§ **Requirement**
Reproduce every line of the items, requests included, beginning at the line that has "One point per instance, written like point(399, 626)" and stopping after the line that has "point(721, 1024)". Add 124 to each coordinate in the answer points, and leave the numbers in the requests and their format samples as they are.

§ **Image object location items**
════════════════════
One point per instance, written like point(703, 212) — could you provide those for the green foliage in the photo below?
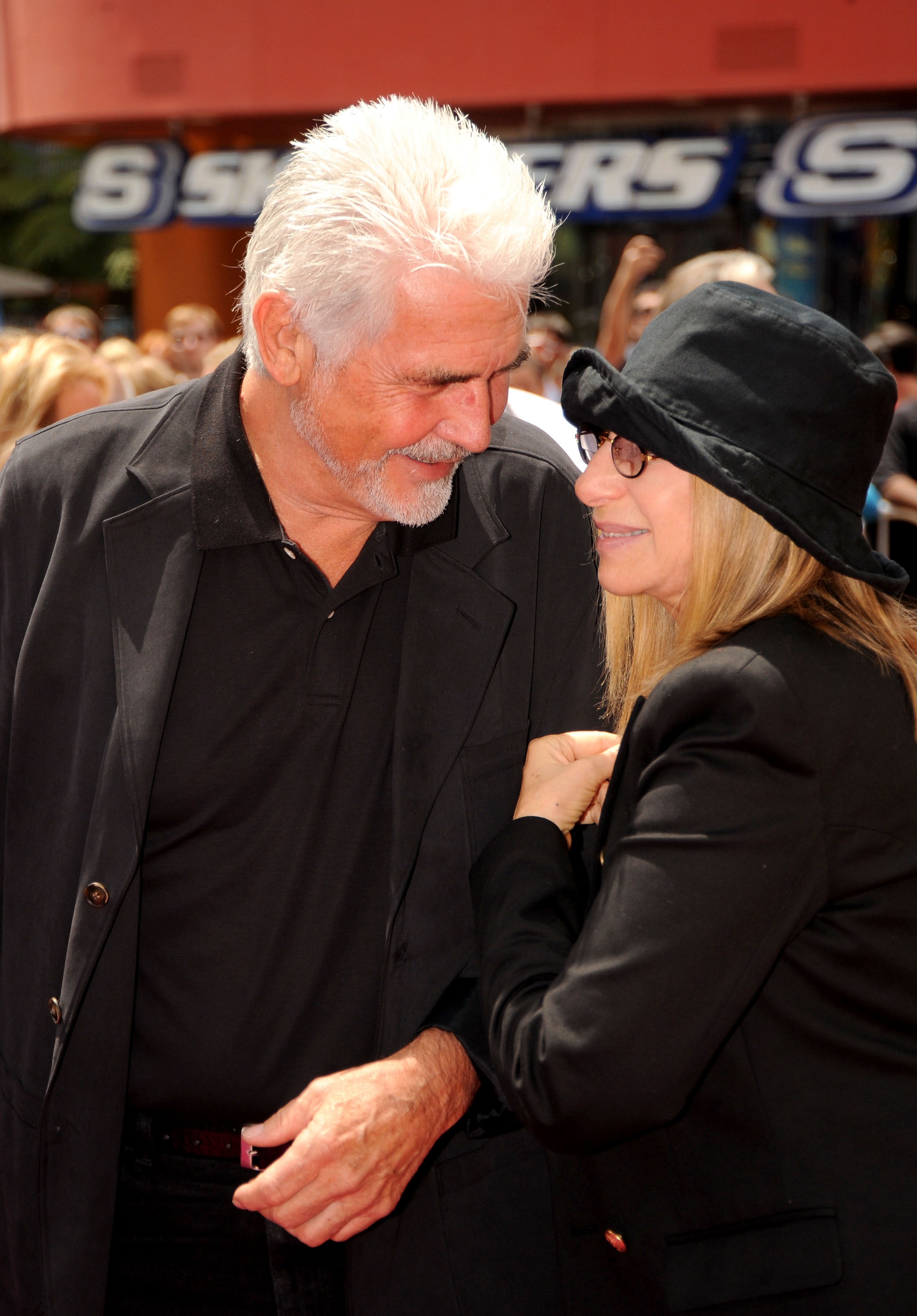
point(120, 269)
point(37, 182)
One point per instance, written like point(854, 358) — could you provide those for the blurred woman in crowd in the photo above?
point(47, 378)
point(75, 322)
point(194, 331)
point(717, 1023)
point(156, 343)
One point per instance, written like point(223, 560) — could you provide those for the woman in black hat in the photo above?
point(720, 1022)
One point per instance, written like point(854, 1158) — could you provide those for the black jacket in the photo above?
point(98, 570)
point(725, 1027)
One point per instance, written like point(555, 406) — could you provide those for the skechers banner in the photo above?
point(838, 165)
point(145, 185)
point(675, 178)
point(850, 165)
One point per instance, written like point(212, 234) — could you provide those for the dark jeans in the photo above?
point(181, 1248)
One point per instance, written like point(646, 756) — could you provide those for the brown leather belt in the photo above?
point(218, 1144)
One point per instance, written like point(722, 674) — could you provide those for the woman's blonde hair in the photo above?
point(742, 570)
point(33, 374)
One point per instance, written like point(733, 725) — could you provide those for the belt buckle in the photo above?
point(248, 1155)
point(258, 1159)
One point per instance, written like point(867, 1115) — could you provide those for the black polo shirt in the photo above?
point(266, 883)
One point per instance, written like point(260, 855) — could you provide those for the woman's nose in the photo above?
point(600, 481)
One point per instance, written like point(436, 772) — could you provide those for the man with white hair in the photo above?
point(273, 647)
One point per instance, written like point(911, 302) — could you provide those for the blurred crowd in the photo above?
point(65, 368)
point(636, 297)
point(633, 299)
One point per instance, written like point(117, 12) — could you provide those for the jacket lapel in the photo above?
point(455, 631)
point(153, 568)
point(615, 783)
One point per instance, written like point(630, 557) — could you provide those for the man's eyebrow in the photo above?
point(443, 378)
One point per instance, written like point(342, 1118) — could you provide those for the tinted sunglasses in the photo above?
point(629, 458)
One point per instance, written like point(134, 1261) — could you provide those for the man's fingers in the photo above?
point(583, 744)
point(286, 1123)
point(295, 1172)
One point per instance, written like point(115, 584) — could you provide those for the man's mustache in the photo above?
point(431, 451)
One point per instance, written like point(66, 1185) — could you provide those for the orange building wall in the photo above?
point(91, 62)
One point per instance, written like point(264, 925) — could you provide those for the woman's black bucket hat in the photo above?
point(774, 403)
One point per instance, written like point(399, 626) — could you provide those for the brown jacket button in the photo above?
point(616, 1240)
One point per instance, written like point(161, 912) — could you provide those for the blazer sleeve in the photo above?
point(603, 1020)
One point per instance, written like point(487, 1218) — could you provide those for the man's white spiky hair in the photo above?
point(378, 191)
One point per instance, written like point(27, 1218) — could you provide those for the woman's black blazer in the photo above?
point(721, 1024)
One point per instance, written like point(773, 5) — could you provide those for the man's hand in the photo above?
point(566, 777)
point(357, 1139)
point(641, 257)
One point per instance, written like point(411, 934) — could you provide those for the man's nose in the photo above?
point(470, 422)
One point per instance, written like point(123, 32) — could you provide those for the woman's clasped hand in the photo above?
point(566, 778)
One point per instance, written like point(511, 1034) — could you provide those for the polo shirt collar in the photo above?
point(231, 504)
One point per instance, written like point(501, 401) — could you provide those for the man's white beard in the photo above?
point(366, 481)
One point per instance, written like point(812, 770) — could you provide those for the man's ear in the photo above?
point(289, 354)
════════════════════
§ **Task solution**
One point per instance, written like point(399, 626) — could you provide those for the brown jacket button in the photo above?
point(740, 1364)
One point per instance, written like point(161, 912) — could you provide those for the blazer sleeve in the photo above?
point(727, 1144)
One point per instance, written like point(487, 1218) — could you provide those for the man's white spiky hair in the photo above?
point(502, 315)
One point per instance, written like point(27, 1218) — could you provide those for the woman's black blazer in the photo above?
point(845, 1148)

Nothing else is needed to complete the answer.